-- Do this --
Copy every one of the items below word for word, and leave the pictures out of your answer.

-- Records to process --
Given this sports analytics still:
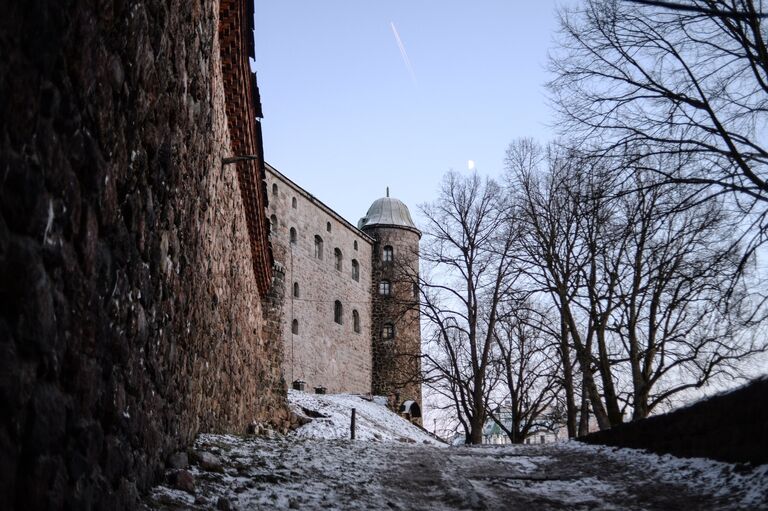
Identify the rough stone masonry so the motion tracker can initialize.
[0,0,288,509]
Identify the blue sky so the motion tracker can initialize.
[255,0,556,223]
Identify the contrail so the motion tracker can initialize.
[389,21,417,85]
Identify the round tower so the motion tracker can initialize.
[358,189,421,422]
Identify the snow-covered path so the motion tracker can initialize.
[148,435,768,510]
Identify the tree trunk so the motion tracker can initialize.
[560,315,576,438]
[579,380,589,436]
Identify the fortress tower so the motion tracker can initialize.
[358,189,421,413]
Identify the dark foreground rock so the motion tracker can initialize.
[146,435,768,511]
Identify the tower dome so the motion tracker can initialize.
[357,190,418,231]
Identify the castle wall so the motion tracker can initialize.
[267,167,371,393]
[0,0,288,509]
[365,226,422,412]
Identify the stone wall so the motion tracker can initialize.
[267,167,371,393]
[0,0,288,509]
[365,226,422,414]
[579,377,768,465]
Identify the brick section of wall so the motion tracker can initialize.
[365,226,422,407]
[0,0,288,509]
[219,0,272,294]
[267,168,371,393]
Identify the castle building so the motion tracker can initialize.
[266,164,421,417]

-- Finished task --
Given this sports analytics still:
Identify the rough stone masonry so the motion tracker can initialize.
[0,0,288,509]
Identify the blue sky so the motion tracker can initialize.
[255,0,556,223]
Identify the contrail so the motion tracker can initialize.
[389,21,417,85]
Identify the round tower so the motion tracker can initialize.
[358,189,421,422]
Identify the snow-covered path so the motion tracker can initialize.
[148,435,768,510]
Identify the tree trunk so the motion tracker can initialize.
[560,315,576,438]
[579,380,589,436]
Identify the fortress tower so the motion tracker can initialize.
[358,189,421,413]
Identify the dark foreground rock so the motion tracker can initialize.
[146,435,768,511]
Identify the tower dome so the motion tracker can initialize.
[357,190,418,231]
Identify the castle wall so the motion tracker can initialize.
[267,167,371,393]
[0,0,288,509]
[365,226,422,412]
Identify the stone wall so the motion tracker can initialize.
[267,167,371,393]
[0,0,288,509]
[365,226,422,414]
[579,377,768,465]
Identify the brick section of wall so the motion tracker can initialize.
[365,226,422,407]
[0,0,288,509]
[219,0,272,294]
[267,168,371,393]
Identify the castle building so the motion tracker can initialize.
[266,164,421,417]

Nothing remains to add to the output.